** start of Raw data **

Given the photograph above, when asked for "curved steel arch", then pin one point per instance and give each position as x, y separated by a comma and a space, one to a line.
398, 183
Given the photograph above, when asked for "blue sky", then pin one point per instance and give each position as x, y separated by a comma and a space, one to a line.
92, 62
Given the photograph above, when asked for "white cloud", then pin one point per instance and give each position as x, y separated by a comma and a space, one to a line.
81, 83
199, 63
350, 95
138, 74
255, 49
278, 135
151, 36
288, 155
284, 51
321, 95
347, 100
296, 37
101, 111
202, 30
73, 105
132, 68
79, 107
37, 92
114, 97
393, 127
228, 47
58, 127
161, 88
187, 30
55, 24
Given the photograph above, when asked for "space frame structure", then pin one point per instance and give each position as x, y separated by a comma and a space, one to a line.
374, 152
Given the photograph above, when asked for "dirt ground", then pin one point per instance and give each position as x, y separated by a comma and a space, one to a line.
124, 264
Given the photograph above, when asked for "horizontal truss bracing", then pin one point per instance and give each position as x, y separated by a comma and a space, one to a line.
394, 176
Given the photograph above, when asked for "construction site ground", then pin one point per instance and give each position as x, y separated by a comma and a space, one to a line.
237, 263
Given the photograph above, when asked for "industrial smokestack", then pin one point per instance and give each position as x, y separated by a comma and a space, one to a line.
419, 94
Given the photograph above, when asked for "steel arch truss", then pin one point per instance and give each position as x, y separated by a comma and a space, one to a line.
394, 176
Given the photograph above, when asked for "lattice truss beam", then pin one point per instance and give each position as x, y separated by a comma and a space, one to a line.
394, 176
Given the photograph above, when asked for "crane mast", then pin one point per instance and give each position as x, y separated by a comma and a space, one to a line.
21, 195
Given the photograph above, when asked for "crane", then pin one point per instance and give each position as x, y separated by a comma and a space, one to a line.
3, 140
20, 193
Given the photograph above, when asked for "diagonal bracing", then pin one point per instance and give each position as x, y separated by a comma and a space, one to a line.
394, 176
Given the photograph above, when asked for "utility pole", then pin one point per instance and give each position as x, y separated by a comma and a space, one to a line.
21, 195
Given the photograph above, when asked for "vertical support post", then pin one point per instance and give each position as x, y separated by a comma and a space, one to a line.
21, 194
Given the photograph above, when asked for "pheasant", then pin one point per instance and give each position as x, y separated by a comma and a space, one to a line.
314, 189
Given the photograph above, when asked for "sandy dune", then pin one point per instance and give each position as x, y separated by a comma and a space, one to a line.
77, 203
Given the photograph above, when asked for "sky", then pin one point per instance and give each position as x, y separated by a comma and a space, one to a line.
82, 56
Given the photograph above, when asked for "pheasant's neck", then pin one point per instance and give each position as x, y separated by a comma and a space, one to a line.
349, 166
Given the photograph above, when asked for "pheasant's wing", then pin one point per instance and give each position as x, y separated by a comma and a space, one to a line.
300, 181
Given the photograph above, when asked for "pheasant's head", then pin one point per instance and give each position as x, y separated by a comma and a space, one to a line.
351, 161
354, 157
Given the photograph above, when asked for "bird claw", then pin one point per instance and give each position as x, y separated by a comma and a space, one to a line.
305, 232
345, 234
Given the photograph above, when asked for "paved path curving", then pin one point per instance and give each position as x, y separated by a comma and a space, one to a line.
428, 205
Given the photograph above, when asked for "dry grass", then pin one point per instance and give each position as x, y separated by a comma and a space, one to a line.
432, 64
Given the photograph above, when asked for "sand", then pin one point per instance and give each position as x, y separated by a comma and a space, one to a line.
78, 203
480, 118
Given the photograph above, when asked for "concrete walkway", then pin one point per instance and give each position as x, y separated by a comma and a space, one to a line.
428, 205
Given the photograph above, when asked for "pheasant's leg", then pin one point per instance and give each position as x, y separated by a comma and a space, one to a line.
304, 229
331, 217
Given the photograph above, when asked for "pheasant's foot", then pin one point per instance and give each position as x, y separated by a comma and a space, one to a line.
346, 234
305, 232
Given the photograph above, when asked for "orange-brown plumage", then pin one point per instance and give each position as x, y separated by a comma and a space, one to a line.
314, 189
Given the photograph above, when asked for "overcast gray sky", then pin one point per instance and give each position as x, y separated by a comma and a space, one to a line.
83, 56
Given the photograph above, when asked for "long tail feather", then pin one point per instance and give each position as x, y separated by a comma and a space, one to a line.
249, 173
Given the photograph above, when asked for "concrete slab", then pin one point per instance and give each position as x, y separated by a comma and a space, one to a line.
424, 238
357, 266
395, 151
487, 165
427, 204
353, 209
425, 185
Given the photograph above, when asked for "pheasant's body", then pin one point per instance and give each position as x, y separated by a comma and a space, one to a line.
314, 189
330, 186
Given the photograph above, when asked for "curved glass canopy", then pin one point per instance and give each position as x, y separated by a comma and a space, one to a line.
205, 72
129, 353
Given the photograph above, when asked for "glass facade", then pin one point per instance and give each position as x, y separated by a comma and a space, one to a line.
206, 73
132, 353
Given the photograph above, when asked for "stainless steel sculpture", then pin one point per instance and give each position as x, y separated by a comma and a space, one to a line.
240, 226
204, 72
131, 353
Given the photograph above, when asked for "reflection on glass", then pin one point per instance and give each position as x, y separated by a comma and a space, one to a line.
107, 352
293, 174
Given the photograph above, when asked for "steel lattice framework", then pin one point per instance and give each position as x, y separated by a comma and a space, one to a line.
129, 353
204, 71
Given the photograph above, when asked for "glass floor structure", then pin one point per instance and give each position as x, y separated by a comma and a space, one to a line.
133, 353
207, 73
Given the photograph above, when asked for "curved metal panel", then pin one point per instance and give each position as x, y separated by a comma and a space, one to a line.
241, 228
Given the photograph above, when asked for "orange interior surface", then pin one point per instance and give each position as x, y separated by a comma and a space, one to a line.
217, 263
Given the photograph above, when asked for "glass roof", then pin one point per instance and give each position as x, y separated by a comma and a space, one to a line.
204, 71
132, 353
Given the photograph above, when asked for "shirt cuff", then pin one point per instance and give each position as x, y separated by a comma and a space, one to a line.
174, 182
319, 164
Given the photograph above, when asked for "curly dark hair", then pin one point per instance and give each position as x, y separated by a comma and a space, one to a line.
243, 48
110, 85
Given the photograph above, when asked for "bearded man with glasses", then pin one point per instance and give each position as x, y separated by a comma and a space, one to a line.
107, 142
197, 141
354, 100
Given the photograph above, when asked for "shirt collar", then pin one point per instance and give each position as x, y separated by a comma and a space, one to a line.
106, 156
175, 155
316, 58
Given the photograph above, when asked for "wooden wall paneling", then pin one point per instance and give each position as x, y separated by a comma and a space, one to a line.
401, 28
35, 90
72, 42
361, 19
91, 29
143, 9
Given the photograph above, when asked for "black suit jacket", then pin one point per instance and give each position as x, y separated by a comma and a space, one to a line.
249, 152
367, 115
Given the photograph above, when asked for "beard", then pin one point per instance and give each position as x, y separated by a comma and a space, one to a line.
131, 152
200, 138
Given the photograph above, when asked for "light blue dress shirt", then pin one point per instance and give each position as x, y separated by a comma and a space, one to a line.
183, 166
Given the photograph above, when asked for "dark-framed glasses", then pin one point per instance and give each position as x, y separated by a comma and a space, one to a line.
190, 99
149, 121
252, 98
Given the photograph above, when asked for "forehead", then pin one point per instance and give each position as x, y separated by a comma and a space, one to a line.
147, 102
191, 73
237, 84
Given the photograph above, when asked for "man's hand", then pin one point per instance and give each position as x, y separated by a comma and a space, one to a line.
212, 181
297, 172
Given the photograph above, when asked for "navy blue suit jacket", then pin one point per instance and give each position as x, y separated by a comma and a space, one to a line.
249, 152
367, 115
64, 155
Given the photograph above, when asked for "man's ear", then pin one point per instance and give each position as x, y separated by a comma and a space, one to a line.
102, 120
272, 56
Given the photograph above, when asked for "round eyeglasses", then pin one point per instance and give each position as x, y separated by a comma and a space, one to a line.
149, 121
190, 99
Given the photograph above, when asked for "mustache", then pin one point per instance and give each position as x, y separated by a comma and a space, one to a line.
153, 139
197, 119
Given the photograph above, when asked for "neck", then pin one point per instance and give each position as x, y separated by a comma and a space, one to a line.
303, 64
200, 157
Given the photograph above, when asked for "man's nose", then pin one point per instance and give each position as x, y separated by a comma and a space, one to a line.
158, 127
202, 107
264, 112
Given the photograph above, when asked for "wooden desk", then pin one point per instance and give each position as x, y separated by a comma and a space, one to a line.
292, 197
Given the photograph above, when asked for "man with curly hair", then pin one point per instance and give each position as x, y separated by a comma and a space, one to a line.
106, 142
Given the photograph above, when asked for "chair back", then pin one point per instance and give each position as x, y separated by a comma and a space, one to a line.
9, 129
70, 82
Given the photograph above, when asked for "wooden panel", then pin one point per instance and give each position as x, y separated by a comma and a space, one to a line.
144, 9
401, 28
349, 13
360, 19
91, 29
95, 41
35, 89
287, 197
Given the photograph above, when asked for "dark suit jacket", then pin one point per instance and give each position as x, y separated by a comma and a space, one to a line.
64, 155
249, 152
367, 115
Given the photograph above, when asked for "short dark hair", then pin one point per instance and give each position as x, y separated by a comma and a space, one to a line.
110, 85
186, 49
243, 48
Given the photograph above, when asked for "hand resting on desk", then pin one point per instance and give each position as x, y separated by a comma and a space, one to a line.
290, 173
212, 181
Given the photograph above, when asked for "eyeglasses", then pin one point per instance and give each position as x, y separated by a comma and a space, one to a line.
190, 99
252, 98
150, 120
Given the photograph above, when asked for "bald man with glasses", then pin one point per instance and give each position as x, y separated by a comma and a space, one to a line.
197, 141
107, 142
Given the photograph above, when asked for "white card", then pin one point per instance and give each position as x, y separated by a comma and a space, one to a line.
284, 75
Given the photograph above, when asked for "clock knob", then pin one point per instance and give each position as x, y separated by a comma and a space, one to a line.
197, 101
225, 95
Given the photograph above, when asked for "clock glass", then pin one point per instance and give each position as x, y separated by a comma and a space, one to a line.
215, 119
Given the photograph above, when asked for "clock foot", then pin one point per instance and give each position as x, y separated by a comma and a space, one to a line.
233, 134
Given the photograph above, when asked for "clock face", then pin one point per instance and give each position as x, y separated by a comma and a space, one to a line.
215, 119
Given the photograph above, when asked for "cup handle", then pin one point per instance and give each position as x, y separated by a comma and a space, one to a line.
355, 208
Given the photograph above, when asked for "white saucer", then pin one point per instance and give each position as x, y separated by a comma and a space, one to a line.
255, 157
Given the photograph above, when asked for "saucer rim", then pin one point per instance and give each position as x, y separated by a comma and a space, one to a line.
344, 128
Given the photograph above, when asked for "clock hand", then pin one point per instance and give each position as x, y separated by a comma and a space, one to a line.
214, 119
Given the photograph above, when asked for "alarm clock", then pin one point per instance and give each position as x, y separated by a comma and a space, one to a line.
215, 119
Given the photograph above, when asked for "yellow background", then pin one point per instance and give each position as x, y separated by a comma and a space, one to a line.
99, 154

** end of Raw data **

• Goal of the exercise
Report every line of the material above that contains the word "saucer", copying each one in full.

• Result for this exercise
Given the photograph above, when asked for "white saucer", then pin one point per instance and give each position as x, y separated by a comma and a space, one to a line.
Given the photograph above, when asked for "saucer rim", then pin one point per instance and give each position as x, y separated by a comma and a space, one to a line.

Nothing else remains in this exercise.